Detection examples
☆ ☆ ☆ ☆ ☆

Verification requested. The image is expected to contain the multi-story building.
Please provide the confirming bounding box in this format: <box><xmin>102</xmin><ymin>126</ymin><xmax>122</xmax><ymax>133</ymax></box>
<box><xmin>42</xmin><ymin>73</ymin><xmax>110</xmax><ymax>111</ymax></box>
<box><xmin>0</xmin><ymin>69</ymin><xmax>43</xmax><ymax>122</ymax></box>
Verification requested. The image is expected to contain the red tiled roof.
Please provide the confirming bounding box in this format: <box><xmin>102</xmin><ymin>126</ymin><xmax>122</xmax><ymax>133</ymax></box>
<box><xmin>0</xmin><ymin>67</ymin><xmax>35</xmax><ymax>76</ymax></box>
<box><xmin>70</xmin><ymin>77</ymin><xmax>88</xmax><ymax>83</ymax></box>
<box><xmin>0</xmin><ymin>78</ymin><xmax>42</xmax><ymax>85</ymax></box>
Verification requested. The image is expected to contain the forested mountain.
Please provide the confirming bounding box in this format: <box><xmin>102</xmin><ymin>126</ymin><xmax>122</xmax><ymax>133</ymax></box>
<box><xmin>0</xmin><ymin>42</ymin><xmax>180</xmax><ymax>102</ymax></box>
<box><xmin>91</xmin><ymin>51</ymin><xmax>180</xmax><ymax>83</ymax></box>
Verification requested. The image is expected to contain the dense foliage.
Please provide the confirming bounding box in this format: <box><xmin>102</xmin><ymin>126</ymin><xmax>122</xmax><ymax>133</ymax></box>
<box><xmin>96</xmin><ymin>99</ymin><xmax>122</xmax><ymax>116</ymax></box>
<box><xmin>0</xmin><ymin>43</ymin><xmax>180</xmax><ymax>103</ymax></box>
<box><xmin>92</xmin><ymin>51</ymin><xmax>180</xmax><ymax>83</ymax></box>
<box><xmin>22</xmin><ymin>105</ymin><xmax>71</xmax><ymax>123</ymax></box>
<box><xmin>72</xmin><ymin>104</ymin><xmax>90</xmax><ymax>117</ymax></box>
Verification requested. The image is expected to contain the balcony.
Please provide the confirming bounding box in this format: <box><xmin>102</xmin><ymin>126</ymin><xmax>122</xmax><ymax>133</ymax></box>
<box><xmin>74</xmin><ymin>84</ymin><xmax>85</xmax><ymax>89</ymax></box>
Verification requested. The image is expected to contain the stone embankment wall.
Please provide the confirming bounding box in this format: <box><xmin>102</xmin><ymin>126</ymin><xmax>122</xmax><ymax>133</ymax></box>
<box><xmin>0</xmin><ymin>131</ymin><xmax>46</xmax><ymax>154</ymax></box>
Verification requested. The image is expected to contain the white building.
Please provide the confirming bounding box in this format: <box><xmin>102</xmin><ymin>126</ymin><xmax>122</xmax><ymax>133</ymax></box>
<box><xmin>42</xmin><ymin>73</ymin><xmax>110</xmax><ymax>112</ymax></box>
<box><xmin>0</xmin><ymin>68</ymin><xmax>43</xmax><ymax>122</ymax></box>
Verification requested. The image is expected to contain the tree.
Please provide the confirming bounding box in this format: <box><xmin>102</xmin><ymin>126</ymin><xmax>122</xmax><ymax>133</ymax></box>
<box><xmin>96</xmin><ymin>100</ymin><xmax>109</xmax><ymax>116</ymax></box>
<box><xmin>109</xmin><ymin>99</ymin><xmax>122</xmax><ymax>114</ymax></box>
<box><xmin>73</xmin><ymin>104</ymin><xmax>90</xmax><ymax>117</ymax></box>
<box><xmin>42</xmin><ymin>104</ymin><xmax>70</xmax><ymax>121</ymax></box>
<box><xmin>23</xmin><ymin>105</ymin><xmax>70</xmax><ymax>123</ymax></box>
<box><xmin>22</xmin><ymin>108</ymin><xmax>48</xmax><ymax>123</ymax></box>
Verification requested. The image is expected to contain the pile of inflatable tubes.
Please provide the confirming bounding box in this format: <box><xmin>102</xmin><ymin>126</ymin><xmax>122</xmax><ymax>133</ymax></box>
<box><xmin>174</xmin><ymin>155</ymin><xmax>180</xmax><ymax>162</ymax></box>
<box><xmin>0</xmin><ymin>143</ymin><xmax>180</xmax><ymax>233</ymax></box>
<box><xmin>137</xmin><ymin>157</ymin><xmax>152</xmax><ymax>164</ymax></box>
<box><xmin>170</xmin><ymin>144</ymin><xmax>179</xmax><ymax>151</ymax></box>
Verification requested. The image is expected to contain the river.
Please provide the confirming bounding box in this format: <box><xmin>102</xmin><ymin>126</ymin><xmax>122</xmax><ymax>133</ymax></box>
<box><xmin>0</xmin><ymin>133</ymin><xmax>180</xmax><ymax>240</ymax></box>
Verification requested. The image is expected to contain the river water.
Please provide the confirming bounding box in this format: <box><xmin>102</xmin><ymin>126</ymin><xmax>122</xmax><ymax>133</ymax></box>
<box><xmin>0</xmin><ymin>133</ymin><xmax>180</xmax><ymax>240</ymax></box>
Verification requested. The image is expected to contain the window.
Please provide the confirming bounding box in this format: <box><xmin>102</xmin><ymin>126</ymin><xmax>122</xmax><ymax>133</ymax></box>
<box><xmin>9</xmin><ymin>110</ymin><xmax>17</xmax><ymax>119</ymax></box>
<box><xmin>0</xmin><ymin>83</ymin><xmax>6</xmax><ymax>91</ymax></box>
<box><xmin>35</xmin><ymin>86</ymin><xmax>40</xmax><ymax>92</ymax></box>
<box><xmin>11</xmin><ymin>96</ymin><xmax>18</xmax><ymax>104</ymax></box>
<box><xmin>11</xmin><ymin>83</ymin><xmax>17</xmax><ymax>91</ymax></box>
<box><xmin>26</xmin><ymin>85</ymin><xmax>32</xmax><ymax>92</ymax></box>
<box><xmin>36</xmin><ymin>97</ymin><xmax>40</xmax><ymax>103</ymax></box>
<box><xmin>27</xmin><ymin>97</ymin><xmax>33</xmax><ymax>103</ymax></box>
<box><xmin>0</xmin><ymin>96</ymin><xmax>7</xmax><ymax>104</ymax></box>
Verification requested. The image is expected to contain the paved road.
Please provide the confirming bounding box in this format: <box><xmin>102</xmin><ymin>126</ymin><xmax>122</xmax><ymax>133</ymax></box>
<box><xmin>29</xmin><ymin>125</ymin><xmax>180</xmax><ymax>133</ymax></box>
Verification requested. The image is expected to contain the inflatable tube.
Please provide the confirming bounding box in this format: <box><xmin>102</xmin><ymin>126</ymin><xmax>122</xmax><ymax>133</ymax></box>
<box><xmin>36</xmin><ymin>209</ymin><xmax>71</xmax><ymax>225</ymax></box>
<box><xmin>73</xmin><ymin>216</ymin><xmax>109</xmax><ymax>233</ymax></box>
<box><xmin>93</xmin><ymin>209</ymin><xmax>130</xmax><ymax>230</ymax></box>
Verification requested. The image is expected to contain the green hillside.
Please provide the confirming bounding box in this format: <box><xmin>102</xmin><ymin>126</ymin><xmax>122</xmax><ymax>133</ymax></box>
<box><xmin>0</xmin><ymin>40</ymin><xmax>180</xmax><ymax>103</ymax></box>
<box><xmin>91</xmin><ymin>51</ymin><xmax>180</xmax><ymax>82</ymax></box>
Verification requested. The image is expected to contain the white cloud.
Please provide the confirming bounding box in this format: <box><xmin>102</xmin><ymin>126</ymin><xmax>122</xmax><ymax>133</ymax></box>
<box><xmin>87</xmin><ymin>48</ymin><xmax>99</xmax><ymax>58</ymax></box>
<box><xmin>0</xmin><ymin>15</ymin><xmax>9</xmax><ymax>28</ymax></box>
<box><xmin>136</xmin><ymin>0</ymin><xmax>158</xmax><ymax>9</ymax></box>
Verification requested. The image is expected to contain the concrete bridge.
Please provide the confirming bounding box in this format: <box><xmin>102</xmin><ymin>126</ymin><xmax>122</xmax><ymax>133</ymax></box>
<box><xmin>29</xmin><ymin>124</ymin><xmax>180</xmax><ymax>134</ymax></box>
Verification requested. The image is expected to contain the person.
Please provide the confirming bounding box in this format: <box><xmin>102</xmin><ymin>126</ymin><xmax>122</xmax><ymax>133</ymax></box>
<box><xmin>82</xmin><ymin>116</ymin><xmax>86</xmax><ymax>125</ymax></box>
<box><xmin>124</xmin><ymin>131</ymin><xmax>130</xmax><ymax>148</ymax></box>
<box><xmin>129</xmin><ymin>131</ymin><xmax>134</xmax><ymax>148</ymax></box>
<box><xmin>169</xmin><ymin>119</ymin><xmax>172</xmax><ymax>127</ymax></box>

☆ ☆ ☆ ☆ ☆

▶ [Problem statement]: Gather every line of the listing above that contains the string "building", and copy each one in full.

▶ [The response]:
Verification requested. The image is expected to contain the multi-story building.
Verification requested. The image is expected to contain the white building.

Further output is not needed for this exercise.